> [Working data]
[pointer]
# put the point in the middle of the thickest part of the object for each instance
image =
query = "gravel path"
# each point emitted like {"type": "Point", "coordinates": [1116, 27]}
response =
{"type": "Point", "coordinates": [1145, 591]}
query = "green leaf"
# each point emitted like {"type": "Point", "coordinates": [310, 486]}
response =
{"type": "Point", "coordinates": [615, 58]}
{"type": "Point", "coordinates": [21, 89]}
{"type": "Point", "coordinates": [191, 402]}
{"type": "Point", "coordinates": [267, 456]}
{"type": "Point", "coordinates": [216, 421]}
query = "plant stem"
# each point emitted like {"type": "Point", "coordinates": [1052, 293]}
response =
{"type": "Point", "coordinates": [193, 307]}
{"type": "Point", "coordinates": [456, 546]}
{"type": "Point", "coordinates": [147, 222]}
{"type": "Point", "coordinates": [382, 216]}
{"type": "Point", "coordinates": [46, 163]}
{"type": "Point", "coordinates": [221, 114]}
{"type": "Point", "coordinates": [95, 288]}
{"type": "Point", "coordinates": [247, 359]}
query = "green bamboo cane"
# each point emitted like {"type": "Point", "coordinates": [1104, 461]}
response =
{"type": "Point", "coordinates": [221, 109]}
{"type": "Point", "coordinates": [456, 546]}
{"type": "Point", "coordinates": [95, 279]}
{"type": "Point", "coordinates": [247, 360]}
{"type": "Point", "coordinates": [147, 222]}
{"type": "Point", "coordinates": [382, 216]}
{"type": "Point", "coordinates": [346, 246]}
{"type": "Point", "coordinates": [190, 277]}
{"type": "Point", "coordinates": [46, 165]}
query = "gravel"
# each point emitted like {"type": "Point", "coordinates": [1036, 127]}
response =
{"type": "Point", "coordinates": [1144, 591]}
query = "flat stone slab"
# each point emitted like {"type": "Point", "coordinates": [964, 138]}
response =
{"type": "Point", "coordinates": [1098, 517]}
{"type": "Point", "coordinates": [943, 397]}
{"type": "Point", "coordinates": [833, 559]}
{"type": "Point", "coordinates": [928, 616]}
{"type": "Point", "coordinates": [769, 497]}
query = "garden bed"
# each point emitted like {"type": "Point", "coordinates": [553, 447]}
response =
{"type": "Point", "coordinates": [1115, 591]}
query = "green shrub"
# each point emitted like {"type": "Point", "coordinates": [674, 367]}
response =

> [Exercise goal] Every line of the material must be returned exactly as it appears.

> [Task result]
[pointer]
# put the point in the middle of the thickest part of the object for each instance
image =
query = "gravel path"
# each point emitted like {"type": "Point", "coordinates": [1116, 27]}
response =
{"type": "Point", "coordinates": [1145, 591]}
query = "green leaf"
# each point emitted like {"type": "Point", "coordinates": [310, 486]}
response =
{"type": "Point", "coordinates": [615, 58]}
{"type": "Point", "coordinates": [21, 89]}
{"type": "Point", "coordinates": [191, 402]}
{"type": "Point", "coordinates": [267, 456]}
{"type": "Point", "coordinates": [216, 421]}
query = "plant stem"
# each point emitted like {"type": "Point", "coordinates": [1052, 293]}
response =
{"type": "Point", "coordinates": [193, 307]}
{"type": "Point", "coordinates": [456, 546]}
{"type": "Point", "coordinates": [147, 222]}
{"type": "Point", "coordinates": [382, 216]}
{"type": "Point", "coordinates": [46, 163]}
{"type": "Point", "coordinates": [221, 114]}
{"type": "Point", "coordinates": [95, 288]}
{"type": "Point", "coordinates": [247, 359]}
query = "green bamboo cane"
# each point emitted like {"type": "Point", "coordinates": [1104, 461]}
response =
{"type": "Point", "coordinates": [221, 109]}
{"type": "Point", "coordinates": [456, 546]}
{"type": "Point", "coordinates": [95, 279]}
{"type": "Point", "coordinates": [247, 360]}
{"type": "Point", "coordinates": [147, 222]}
{"type": "Point", "coordinates": [382, 216]}
{"type": "Point", "coordinates": [346, 246]}
{"type": "Point", "coordinates": [190, 277]}
{"type": "Point", "coordinates": [46, 165]}
query = "gravel"
# each point emitted like {"type": "Point", "coordinates": [1036, 127]}
response =
{"type": "Point", "coordinates": [1144, 591]}
query = "flat stone slab"
# each point emitted like {"type": "Point", "coordinates": [964, 138]}
response =
{"type": "Point", "coordinates": [1098, 517]}
{"type": "Point", "coordinates": [943, 397]}
{"type": "Point", "coordinates": [833, 559]}
{"type": "Point", "coordinates": [928, 616]}
{"type": "Point", "coordinates": [769, 497]}
query = "garden bed"
# each point emitted like {"type": "Point", "coordinates": [553, 447]}
response =
{"type": "Point", "coordinates": [1115, 591]}
query = "green shrub"
# each point emitted like {"type": "Point", "coordinates": [674, 367]}
response =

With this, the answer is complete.